* Arbeitsanweisung
Bitte führen Sie den Text über die doppelte Haushaltsführung im Einkommensteuerrecht nach seinem letzten Satz weiter.

* Vorliegender Text
-------

Doppelte Haushaltsführung

Doppelte Haushaltsführung

Doppelte Haushaltsführung ist ein Begriff aus dem Einkommensteuerrecht. Eine doppelte Haushaltsführung liegt vor, wenn ein Steuerpflichtiger außerhalb des Ortes, in dem er einen eigenen Hausstand unterhält, beruflich tätig ist und auch am Ort der Berufstätigkeit übernachtet (Zweitwohnung). Notwendige Mehraufwendungen, die einem Arbeitnehmer wegen einer aus beruflichem Anlass begründeten doppelten Haushaltsführung entstehen, sind Werbungskosten gemäß § 9 Abs. 1 Nr. 5 EStG. Dieselben Regelungen gelten für Gewerbetreibende und Freiberufler. Zur Thematik gibt es auch Erläuterungen in den Lohnsteuerrichtlinien und in verschiedenen BMF-Schreiben.

-------

* Bereitgestellte Angaben
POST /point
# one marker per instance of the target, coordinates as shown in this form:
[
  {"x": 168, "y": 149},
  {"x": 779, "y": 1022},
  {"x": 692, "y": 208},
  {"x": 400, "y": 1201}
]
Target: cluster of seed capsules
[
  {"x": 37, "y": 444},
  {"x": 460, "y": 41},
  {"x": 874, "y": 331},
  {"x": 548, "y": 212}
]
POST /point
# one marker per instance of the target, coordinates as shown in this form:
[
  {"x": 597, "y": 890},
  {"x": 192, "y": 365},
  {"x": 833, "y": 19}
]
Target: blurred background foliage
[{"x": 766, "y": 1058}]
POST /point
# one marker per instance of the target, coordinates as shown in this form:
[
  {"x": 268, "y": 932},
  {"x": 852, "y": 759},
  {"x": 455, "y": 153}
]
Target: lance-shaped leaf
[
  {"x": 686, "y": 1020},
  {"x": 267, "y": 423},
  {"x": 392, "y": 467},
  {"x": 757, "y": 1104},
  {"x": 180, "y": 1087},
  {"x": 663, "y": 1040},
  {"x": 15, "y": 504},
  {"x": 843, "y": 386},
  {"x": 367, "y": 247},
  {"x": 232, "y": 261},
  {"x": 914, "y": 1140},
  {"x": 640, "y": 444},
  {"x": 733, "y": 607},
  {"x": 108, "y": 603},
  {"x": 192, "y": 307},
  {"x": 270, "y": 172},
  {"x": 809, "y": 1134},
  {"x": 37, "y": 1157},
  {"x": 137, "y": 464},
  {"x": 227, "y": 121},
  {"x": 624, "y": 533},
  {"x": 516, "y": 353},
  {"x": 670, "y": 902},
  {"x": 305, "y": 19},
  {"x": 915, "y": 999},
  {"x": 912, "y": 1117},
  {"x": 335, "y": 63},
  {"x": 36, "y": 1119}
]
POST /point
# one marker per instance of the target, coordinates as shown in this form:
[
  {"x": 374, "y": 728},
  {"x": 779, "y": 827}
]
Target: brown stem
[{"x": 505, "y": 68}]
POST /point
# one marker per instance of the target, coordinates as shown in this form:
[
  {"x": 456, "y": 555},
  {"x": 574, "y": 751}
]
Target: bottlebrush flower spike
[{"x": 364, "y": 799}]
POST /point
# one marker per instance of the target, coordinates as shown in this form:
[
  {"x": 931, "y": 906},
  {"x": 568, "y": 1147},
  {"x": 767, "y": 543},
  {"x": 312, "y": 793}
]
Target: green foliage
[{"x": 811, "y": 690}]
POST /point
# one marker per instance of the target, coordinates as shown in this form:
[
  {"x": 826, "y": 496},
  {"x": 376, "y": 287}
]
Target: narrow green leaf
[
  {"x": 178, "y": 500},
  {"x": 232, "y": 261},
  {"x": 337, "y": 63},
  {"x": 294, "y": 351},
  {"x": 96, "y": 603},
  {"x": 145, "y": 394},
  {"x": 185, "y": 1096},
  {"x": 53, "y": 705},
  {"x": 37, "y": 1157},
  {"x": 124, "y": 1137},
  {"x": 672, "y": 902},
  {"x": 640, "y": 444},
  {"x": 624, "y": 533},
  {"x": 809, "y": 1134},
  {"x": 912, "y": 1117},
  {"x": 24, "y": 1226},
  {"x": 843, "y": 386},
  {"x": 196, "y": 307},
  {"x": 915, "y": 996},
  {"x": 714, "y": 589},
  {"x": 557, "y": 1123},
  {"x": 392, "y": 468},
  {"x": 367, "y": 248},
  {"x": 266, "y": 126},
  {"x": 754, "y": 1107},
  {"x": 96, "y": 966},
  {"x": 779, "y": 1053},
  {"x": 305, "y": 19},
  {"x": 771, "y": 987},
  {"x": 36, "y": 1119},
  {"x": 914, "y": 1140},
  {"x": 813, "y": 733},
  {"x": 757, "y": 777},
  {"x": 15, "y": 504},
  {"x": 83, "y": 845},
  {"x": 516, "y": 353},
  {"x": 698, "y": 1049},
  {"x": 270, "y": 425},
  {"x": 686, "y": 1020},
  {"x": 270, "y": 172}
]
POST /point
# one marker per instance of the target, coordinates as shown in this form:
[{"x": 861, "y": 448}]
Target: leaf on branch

-------

* Antwort
Inhaltsverzeichnis

Eigener Hausstand

Für die Anerkennung der doppelten Haushaltsführung ist es nötig, dass der Steuerpflichtige tatsächlich zwei Wohnungen hat. Ein eigener Hausstand setzt eine eingerichtete, den Lebensbedürfnissen entsprechende Wohnung voraus. In dieser Wohnung muss der Arbeitnehmer einen Haushalt unterhalten, d. h. er muss die Haushaltsführung bestimmen oder wesentlich mitbestimmen. Die Wohnung muss der Mittelpunkt der Lebensinteressen des Arbeitnehmers sein. Ein eigener Hausstand liegt nicht vor bei Arbeitnehmern, die in den Haushalt der Eltern eingegliedert sind oder in der Wohnung der Eltern lediglich ein Zimmer bewohnen. In diesem Fall handelt es sich um eine unechte doppelte Haushaltsführung, diese kann nicht als Werbungskosten angesetzt werden. Nur bei der Berechnung der Einkünfte für den Kindergeldanspruch können die Familienheimfahrten als besondere Ausbildungskosten berücksichtigt werden.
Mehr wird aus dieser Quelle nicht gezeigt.